**Task item A**
In the essay on systemic racism, rewrite the stretch from "To begin to" through "is Systemic Racism?", swapping "racist policies" for "discriminatory policies".
**Task item B**
Answer these questions using the essay on systemic racism:
(i) What name did Donald Trump call Elizabeth Warren?
(ii) According to the essay, what does a systemic problem require?
(iii) How many U.S. Attorney offices would take part in the proposed voting rights enforcement program?
**Task item C**
Continue the essay on systemic racism from the point where it stops.

Over the past four years, we grew accustomed to a regular barrage of blatant, segregationist-style racism from the White House. Donald Trump tweeted that “the Squad," four Democratic Congresswomen who are Black, Latinx, and South Asian, should “go back" to the “corrupt" countries they came from; that same year, he called Elizabeth Warren “Pocahontas," mocking her belief that she might be descended from Native American ancestors.

But as outrageous as the racist comments Trump regularly spewed were, the racially unjust governmental actions his administration took and, in the case of COVID-19, didn't take, impacted millions more — especially Black and Brown people.

To begin to heal and move toward real racial justice, we must address not only the harms of the past four years, but also the harms tracing back to this country's origins. Racism has played an active role in the creation of our systems of education, health care, ownership, and employment, and virtually every other facet of life since this nation's founding.

Our history has shown us that it's not enough to take racist policies off the books if we are going to achieve true justice. Those past policies have structured our society and created deeply-rooted patterns and practices that can only be disrupted and reformed with new policies of similar strength and efficacy. In short, a systemic problem requires a systemic solution. To combat systemic racism, we must pursue systemic equality.

What is Systemic Racism?

A system is a collection of elements that are organized for a common purpose. Racism in America is a system that combines economic, political, and social components. That system specifically disempowers and disenfranchises Black people, while maintaining and expanding implicit and explicit advantages for white people, leading to better opportunities in jobs, education, and housing, and discrimination in the criminal legal system. For example, the country's voting systems empower white voters at the expense of voters of color, resulting in an unequal system of governance in which those communities have little voice and representation, even in policies that directly impact them.

Systemic Equality is a Systemic Solution

In the years ahead, the ACLU will pursue administrative and legislative campaigns targeting the Biden-Harris administration and Congress. We will leverage legal advocacy to dismantle systemic barriers, and will work with our affiliates to change policies nearer to the communities most harmed by these legacies. The goal is to build a nation where every person can achieve their highest potential, unhampered by structural and institutional racism.

To begin, in 2021, we believe the Biden administration and Congress should take the following crucial steps to advance systemic equality:

Voting Rights

The administration must issue an executive order creating a Justice Department lead staff position on voting rights violations in every U.S. Attorney office. We are seeing a flood of unlawful restrictions on voting across the country, and at every level of state and local government. This nationwide problem requires nationwide investigatory and enforcement resources. Even if it requires new training and approval protocols, a new voting rights enforcement program with the participation of all 93 U.S. Attorney offices is the best way to help ensure nationwide enforcement of voting rights laws.

**Extracted material**
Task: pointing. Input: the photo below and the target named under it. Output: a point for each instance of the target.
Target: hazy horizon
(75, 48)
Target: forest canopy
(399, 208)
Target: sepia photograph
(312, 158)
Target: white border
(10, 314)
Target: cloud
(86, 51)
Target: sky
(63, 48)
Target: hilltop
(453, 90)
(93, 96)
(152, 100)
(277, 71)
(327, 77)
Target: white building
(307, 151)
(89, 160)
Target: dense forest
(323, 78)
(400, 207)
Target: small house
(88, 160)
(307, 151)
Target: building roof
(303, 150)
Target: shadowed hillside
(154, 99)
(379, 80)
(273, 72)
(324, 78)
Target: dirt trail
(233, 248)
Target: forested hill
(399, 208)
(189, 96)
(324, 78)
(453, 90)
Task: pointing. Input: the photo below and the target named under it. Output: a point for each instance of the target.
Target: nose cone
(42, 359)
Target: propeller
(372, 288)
...
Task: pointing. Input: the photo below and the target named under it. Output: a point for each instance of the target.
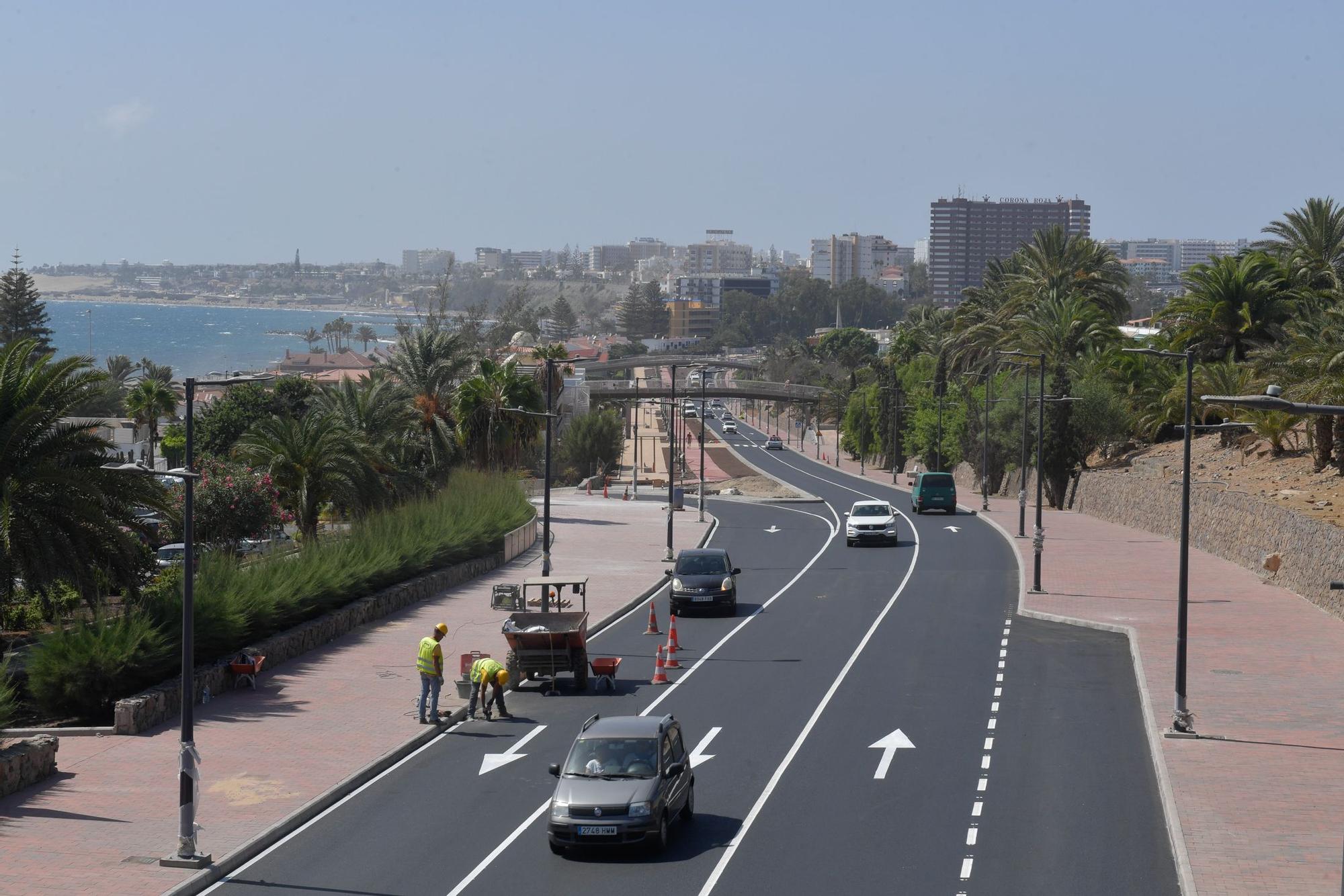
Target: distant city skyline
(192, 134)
--
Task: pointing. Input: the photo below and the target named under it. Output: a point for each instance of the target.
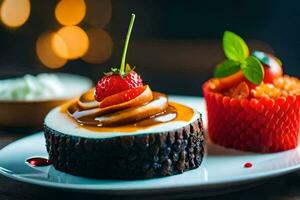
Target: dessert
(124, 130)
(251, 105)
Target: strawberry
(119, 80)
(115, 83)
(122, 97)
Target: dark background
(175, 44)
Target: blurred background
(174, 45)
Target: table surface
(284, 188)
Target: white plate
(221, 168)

**Reply A**
To begin to heal and move toward real racial justice, we must address not only the harms of the past four years, but also the harms tracing back to this country's origins. Racism has played an active role in the creation of our systems of education, health care, ownership, and employment, and virtually every other facet of life since this nation's founding.

Our history has shown us that it's not enough to take discriminatory policies off the books if we are going to achieve true justice. Those past policies have structured our society and created deeply-rooted patterns and practices that can only be disrupted and reformed with new policies of similar strength and efficacy. In short, a systemic problem requires a systemic solution. To combat systemic racism, we must pursue systemic equality.

What is Systemic Racism?

**Reply B**
(i) "Pocahontas"
(ii) A systemic solution
(iii) All 93

**Reply C**
These assistant U.S. attorneys should begin by ensuring that every American in the custody of the Bureau of Prisons who is eligible to vote can vote, and monitor the Census and redistricting process to fight the dilution of voting power in communities of color.

We are also calling on Congress to pass the John Lewis Voting Rights Advancement Act to finally create a fair and equal national voting system, the cause for which John Lewis devoted his life.

Student Debt

Black borrowers pay more than other students for the same degrees, and graduate with an average of $7,400 more in debt than their white peers. In the years following graduation, the debt gap more than triples. Nearly half of Black borrowers will default within 12 years. In other words, for Black Americans, the American dream costs more. Last week, Majority Leader Chuck Schumer and Sen. Elizabeth Warren, along with House Reps. Ayanna Pressley, Maxine Waters, and others, called on President Biden to cancel up to $50,000 in federal student loan debt per borrower.

We couldn't agree more. By forgiving $50,000 of student debt, President Biden can unleash pent up economic potential in Black communities, while relieving them of a burden that forestalls so many hopes and dreams. Black women in particular will benefit from this executive action, as they are proportionately the most indebted group of all Americans.

Postal Banking

In both low and high income majority-Black communities, traditional bank branches are 50 percent more likely to close than in white communities. The result is that nearly 50 percent of Black Americans are unbanked or underbanked, and many pay more than $2,000 in fees associated with subprime financial institutions. Over their lifetime, those fees can add up to as much as two years of annual income for the average Black family.

The U.S. Postal Service can and should meet this crisis by providing competitive, low-cost financial services to help advance economic equality. We call on President Biden to appoint new members to the Postal Board of Governors so that the Post Office can do the work of providing essential services to every American.

Fair Housing

Across the country, millions of people are living in communities of concentrated poverty, including 26 percent of all Black children. The Biden administration should again implement the 2015 Affirmatively Furthering Fair Housing rule, which required localities that receive federal funds for housing to investigate and address barriers to fair housing and patterns or practices that promote bias. In 1980, the average Black person lived in a neighborhood that was 62 percent Black and 31 percent white. By 2010, the average Black person's neighborhood was 48 percent Black and 34 percent white. Reinstating the Obama-era Fair Housing Rule will combat this ongoing segregation and set us on a path to true integration.

Congress should also pass the American Housing and Economic Mobility Act, or a similar measure, to finally redress the legacy of redlining and break down the walls of segregation once and for all.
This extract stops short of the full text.